» Request: Please find each line in the records below that contains the word "spiral" and copy it out, treating uppercase and lowercase as different.

- - -

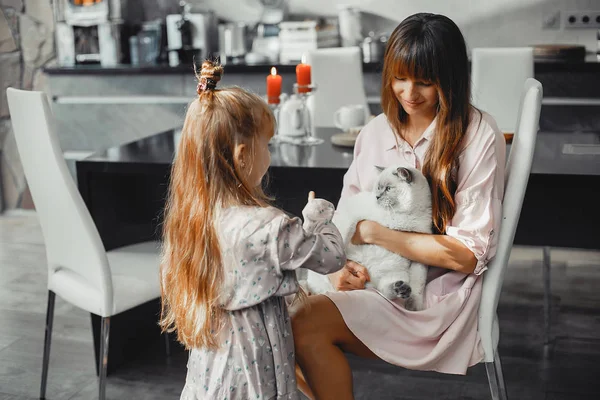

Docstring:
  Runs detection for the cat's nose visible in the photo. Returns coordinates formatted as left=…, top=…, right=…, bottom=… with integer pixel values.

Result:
left=398, top=167, right=412, bottom=183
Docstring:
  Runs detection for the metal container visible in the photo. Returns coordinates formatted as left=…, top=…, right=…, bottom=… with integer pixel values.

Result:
left=362, top=32, right=387, bottom=63
left=219, top=22, right=249, bottom=64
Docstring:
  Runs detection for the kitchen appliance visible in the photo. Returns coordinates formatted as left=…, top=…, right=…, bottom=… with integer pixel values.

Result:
left=129, top=18, right=167, bottom=66
left=361, top=32, right=387, bottom=63
left=53, top=0, right=123, bottom=67
left=279, top=18, right=340, bottom=64
left=166, top=1, right=218, bottom=67
left=219, top=22, right=250, bottom=65
left=531, top=44, right=586, bottom=61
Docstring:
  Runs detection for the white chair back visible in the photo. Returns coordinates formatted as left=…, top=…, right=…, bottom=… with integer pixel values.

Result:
left=306, top=46, right=371, bottom=127
left=471, top=47, right=534, bottom=132
left=479, top=78, right=543, bottom=362
left=6, top=88, right=113, bottom=316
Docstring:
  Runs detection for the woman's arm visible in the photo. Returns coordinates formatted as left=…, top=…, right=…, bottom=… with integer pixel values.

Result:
left=352, top=221, right=477, bottom=274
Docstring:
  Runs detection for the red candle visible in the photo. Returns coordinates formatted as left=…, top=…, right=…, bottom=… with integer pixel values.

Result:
left=296, top=56, right=311, bottom=93
left=267, top=67, right=281, bottom=104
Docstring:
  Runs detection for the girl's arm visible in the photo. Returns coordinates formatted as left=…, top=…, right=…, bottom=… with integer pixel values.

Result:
left=352, top=221, right=477, bottom=274
left=277, top=199, right=346, bottom=274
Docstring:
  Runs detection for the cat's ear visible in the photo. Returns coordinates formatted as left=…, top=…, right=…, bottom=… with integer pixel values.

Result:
left=393, top=167, right=412, bottom=183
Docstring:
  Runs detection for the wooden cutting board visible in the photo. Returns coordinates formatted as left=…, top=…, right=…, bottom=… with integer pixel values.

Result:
left=531, top=44, right=585, bottom=60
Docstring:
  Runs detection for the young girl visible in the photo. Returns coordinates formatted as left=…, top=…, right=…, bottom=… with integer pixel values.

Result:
left=160, top=61, right=346, bottom=400
left=292, top=14, right=506, bottom=400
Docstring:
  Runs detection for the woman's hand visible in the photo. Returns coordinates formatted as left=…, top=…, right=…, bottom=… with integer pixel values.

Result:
left=329, top=260, right=371, bottom=291
left=352, top=220, right=382, bottom=245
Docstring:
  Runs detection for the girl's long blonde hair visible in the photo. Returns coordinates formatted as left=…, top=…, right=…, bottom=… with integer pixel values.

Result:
left=160, top=61, right=275, bottom=349
left=381, top=13, right=477, bottom=234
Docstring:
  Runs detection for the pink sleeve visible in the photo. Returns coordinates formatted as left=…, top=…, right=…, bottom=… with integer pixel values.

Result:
left=446, top=121, right=506, bottom=275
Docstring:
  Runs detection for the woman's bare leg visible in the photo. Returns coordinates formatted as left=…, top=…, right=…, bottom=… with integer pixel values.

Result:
left=296, top=364, right=315, bottom=400
left=292, top=295, right=377, bottom=400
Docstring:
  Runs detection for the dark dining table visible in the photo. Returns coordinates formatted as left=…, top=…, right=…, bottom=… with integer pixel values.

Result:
left=76, top=128, right=600, bottom=373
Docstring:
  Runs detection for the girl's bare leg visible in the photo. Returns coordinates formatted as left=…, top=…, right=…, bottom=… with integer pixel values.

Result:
left=292, top=295, right=377, bottom=400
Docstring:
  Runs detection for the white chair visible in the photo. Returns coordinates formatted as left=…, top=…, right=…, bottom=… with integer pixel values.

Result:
left=479, top=78, right=543, bottom=400
left=6, top=88, right=160, bottom=400
left=306, top=47, right=371, bottom=127
left=471, top=47, right=533, bottom=133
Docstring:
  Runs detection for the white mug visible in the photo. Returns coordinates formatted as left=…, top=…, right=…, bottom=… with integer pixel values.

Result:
left=333, top=104, right=366, bottom=131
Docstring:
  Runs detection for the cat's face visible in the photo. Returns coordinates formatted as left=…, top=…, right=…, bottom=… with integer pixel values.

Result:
left=375, top=167, right=429, bottom=209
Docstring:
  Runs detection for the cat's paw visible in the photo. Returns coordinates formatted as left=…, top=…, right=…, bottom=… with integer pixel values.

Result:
left=392, top=281, right=412, bottom=299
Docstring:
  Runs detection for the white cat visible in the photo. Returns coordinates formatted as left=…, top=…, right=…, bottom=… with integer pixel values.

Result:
left=306, top=166, right=432, bottom=310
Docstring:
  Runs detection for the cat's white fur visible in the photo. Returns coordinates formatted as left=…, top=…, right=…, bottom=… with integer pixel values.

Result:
left=306, top=166, right=432, bottom=310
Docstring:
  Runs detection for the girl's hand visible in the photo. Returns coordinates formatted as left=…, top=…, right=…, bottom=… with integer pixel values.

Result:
left=328, top=260, right=371, bottom=291
left=351, top=220, right=381, bottom=245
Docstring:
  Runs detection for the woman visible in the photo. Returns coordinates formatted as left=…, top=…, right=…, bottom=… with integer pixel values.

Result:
left=292, top=14, right=505, bottom=399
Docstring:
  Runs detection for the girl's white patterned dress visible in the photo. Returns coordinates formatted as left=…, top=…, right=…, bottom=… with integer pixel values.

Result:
left=181, top=199, right=346, bottom=400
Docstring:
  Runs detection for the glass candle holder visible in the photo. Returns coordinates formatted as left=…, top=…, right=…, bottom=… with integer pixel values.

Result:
left=279, top=83, right=324, bottom=146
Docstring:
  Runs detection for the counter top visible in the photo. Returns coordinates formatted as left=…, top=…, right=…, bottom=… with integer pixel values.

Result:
left=78, top=128, right=600, bottom=176
left=43, top=53, right=600, bottom=75
left=43, top=63, right=381, bottom=75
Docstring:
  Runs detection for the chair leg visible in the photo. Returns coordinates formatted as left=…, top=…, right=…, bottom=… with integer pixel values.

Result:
left=40, top=290, right=56, bottom=399
left=98, top=317, right=110, bottom=400
left=494, top=350, right=508, bottom=400
left=542, top=246, right=551, bottom=344
left=485, top=352, right=508, bottom=400
left=164, top=332, right=171, bottom=357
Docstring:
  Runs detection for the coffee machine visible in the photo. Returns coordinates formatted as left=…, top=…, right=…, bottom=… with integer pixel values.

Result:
left=166, top=1, right=219, bottom=67
left=53, top=0, right=123, bottom=67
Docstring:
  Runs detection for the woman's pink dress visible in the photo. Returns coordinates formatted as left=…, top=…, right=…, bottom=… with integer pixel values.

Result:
left=327, top=112, right=506, bottom=374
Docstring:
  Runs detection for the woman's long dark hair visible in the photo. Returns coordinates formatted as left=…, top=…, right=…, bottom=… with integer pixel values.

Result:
left=381, top=13, right=473, bottom=233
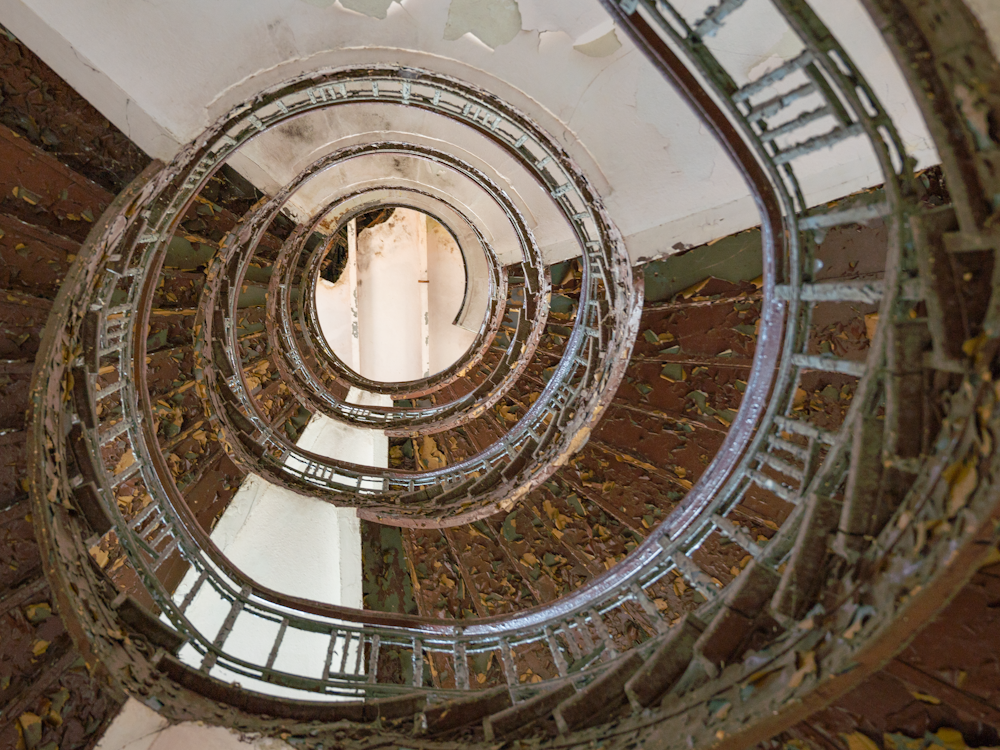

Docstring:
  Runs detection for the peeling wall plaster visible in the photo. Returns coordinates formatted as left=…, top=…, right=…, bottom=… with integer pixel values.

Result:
left=444, top=0, right=521, bottom=49
left=966, top=0, right=1000, bottom=58
left=340, top=0, right=395, bottom=18
left=0, top=0, right=936, bottom=259
left=96, top=698, right=291, bottom=750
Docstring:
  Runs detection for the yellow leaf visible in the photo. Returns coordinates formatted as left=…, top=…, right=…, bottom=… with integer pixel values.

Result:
left=842, top=732, right=882, bottom=750
left=115, top=448, right=135, bottom=474
left=865, top=313, right=878, bottom=341
left=945, top=459, right=979, bottom=518
left=788, top=651, right=816, bottom=688
left=934, top=727, right=969, bottom=750
left=90, top=544, right=108, bottom=568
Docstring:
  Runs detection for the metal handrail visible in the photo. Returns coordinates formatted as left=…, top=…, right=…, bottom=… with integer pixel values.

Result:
left=31, top=0, right=910, bottom=712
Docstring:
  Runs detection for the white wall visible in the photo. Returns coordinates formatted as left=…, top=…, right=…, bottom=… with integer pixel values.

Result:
left=316, top=208, right=476, bottom=382
left=97, top=698, right=291, bottom=750
left=164, top=389, right=391, bottom=700
left=0, top=0, right=936, bottom=259
left=427, top=217, right=485, bottom=372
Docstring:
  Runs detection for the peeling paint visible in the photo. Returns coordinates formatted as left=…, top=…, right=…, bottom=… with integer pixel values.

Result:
left=446, top=0, right=521, bottom=49
left=573, top=27, right=622, bottom=57
left=338, top=0, right=395, bottom=19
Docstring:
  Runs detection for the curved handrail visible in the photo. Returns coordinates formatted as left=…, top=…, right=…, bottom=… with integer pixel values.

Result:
left=25, top=0, right=936, bottom=724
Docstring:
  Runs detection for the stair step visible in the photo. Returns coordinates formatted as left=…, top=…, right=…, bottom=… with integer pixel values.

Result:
left=483, top=685, right=576, bottom=742
left=420, top=687, right=511, bottom=734
left=555, top=651, right=643, bottom=733
left=833, top=416, right=885, bottom=559
left=0, top=213, right=80, bottom=299
left=695, top=560, right=781, bottom=667
left=771, top=494, right=842, bottom=620
left=153, top=651, right=426, bottom=722
left=0, top=126, right=114, bottom=242
left=625, top=614, right=705, bottom=711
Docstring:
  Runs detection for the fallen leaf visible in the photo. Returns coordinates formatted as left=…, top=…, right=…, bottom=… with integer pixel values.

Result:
left=841, top=732, right=882, bottom=750
left=788, top=651, right=816, bottom=688
left=944, top=458, right=979, bottom=518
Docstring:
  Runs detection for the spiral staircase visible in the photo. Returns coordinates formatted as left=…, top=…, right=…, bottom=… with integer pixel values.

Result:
left=0, top=0, right=1000, bottom=750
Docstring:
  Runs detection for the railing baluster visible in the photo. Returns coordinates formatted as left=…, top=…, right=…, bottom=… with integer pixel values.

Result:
left=500, top=638, right=518, bottom=687
left=589, top=609, right=618, bottom=656
left=545, top=627, right=569, bottom=677
left=368, top=633, right=382, bottom=685
left=264, top=617, right=288, bottom=673
left=201, top=586, right=250, bottom=672
left=452, top=641, right=469, bottom=690
left=353, top=632, right=365, bottom=675
left=177, top=570, right=208, bottom=614
left=670, top=552, right=718, bottom=600
left=774, top=417, right=837, bottom=445
left=413, top=638, right=424, bottom=687
left=322, top=628, right=340, bottom=682
left=630, top=583, right=670, bottom=633
left=712, top=514, right=763, bottom=557
left=747, top=469, right=799, bottom=505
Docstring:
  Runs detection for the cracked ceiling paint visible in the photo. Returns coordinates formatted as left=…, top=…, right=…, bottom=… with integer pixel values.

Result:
left=340, top=0, right=395, bottom=19
left=444, top=0, right=521, bottom=49
left=573, top=28, right=622, bottom=57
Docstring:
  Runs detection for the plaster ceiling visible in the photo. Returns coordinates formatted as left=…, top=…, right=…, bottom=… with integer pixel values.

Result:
left=0, top=0, right=948, bottom=261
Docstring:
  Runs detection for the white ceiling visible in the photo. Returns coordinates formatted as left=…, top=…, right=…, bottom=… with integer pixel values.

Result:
left=0, top=0, right=952, bottom=260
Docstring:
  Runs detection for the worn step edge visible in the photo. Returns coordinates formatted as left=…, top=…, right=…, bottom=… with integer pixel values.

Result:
left=625, top=614, right=705, bottom=711
left=483, top=684, right=576, bottom=742
left=420, top=687, right=512, bottom=734
left=553, top=651, right=643, bottom=734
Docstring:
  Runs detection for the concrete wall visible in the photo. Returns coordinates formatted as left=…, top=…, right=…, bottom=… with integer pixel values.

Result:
left=316, top=208, right=476, bottom=382
left=0, top=0, right=936, bottom=260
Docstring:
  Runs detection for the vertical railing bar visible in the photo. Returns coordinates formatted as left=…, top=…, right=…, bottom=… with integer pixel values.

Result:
left=178, top=570, right=208, bottom=614
left=264, top=617, right=288, bottom=669
left=545, top=628, right=569, bottom=677
left=413, top=638, right=424, bottom=687
left=368, top=633, right=382, bottom=685
left=323, top=628, right=340, bottom=682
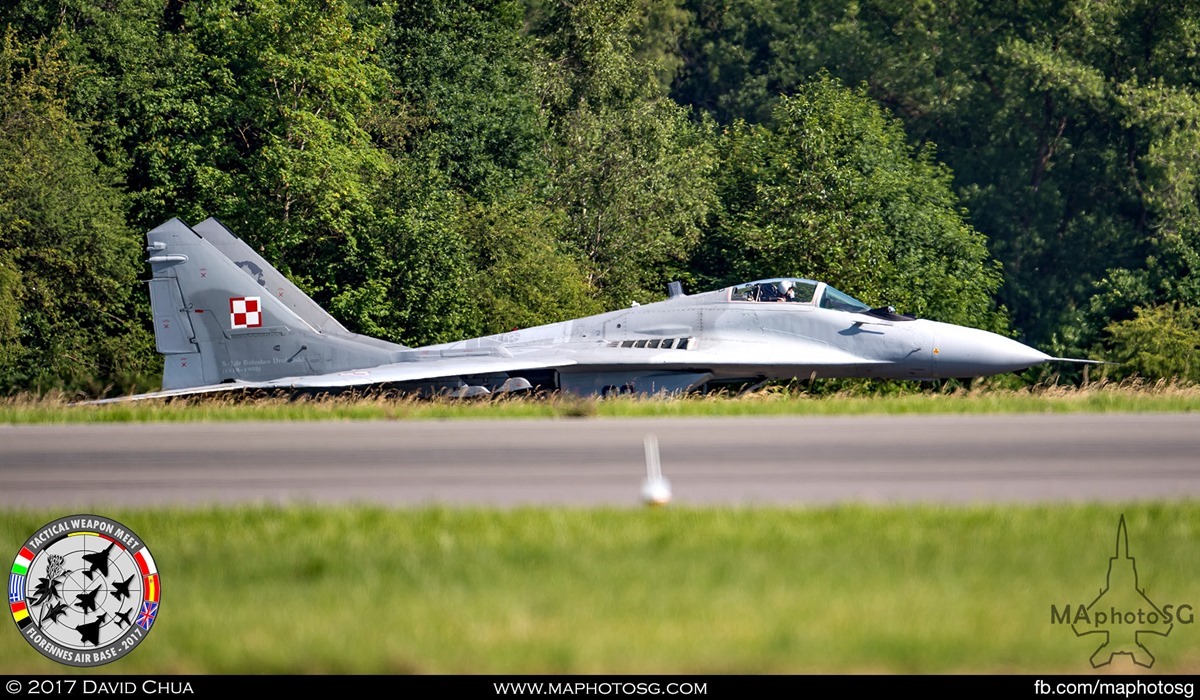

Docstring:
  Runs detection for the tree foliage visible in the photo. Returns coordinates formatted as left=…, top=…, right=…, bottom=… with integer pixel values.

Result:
left=0, top=30, right=152, bottom=393
left=9, top=0, right=1200, bottom=391
left=697, top=76, right=1003, bottom=329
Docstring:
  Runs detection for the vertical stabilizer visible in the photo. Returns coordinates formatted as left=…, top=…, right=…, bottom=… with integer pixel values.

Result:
left=146, top=219, right=401, bottom=389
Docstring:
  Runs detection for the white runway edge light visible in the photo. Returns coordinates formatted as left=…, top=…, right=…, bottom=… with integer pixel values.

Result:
left=642, top=435, right=671, bottom=505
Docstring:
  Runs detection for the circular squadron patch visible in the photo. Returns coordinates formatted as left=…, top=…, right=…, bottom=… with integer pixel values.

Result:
left=8, top=515, right=162, bottom=666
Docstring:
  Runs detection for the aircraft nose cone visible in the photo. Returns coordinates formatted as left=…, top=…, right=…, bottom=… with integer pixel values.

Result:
left=934, top=324, right=1051, bottom=377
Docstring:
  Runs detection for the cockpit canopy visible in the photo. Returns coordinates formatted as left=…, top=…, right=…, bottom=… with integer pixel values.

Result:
left=730, top=277, right=871, bottom=313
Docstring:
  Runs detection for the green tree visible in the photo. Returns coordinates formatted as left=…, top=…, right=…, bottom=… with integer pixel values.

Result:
left=1105, top=305, right=1200, bottom=382
left=696, top=76, right=1003, bottom=329
left=0, top=29, right=152, bottom=394
left=534, top=0, right=715, bottom=307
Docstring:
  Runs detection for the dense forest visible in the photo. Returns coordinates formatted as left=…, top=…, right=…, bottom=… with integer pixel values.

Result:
left=0, top=0, right=1200, bottom=395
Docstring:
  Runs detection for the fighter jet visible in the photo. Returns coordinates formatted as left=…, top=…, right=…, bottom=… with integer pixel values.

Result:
left=96, top=219, right=1093, bottom=401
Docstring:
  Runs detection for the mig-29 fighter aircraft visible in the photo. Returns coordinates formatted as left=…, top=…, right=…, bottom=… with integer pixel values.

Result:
left=103, top=219, right=1092, bottom=399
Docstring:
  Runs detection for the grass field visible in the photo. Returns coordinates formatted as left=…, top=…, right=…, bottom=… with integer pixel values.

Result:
left=0, top=384, right=1200, bottom=675
left=0, top=502, right=1200, bottom=674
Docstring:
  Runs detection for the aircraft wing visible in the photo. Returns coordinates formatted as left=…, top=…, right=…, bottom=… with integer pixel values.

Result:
left=83, top=341, right=876, bottom=405
left=80, top=353, right=575, bottom=405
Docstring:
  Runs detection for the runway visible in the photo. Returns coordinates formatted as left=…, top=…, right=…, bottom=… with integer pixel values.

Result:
left=0, top=414, right=1200, bottom=511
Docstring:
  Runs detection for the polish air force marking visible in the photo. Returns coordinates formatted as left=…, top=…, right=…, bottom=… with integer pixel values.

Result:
left=8, top=515, right=162, bottom=666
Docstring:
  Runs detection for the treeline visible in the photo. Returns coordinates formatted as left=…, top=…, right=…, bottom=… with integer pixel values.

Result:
left=0, top=0, right=1200, bottom=394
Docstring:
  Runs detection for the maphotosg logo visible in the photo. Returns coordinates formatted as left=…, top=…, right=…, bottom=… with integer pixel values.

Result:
left=8, top=515, right=162, bottom=666
left=1050, top=515, right=1195, bottom=669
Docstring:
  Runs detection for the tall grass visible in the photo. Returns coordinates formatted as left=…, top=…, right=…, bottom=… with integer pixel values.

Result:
left=0, top=381, right=1200, bottom=424
left=0, top=502, right=1200, bottom=674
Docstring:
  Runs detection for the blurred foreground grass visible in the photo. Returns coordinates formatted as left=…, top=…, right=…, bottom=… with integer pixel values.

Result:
left=0, top=502, right=1200, bottom=674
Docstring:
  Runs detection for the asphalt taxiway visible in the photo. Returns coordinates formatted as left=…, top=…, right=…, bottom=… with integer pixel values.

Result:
left=0, top=414, right=1200, bottom=510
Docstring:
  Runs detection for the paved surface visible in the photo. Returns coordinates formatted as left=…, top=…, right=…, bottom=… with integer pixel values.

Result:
left=0, top=414, right=1200, bottom=509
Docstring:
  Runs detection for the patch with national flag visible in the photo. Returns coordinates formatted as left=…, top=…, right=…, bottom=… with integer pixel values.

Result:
left=8, top=574, right=25, bottom=603
left=12, top=546, right=34, bottom=576
left=138, top=600, right=158, bottom=632
left=229, top=297, right=263, bottom=328
left=8, top=600, right=34, bottom=629
left=142, top=574, right=162, bottom=603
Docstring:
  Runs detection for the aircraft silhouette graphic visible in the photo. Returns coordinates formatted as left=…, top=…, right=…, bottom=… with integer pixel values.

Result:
left=1072, top=515, right=1175, bottom=669
left=113, top=574, right=133, bottom=600
left=83, top=543, right=113, bottom=581
left=76, top=586, right=101, bottom=612
left=76, top=612, right=108, bottom=645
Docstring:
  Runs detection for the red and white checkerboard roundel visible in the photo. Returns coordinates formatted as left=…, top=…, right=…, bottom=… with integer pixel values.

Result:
left=229, top=297, right=263, bottom=328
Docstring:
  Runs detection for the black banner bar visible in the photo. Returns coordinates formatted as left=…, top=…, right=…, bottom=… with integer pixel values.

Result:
left=0, top=672, right=1196, bottom=700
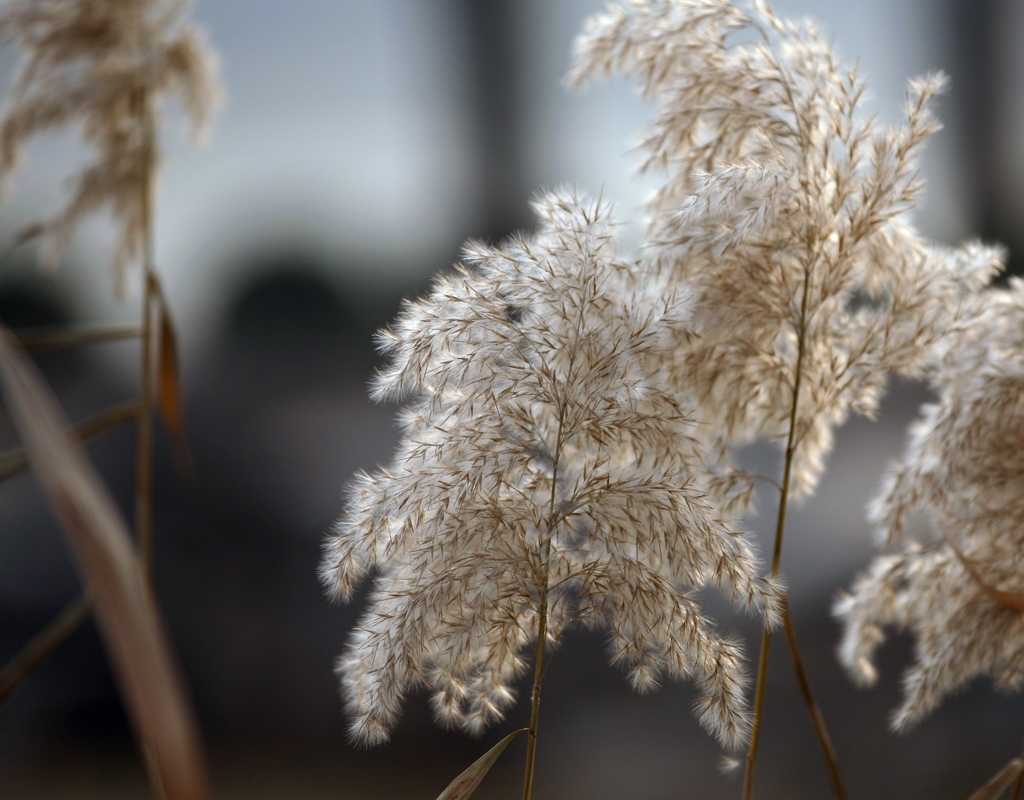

- - -

» The completed task:
  Runs detection for the spiral staircase visible in the photo. Returns coordinates formatted as left=…, top=…, right=…, bottom=… with integer pixel values.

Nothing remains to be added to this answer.